• _WHAT IS NEEDED_: Find each line below containing the word "foothill" and copy it.

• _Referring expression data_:
+++++

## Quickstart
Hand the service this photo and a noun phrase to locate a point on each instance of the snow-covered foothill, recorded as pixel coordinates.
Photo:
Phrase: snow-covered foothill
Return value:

+++++

• _RESULT OF THE TASK_:
Hand the service this photo and a noun phrase to locate a point on each instance of the snow-covered foothill, recorded as pixel coordinates.
Phrase: snow-covered foothill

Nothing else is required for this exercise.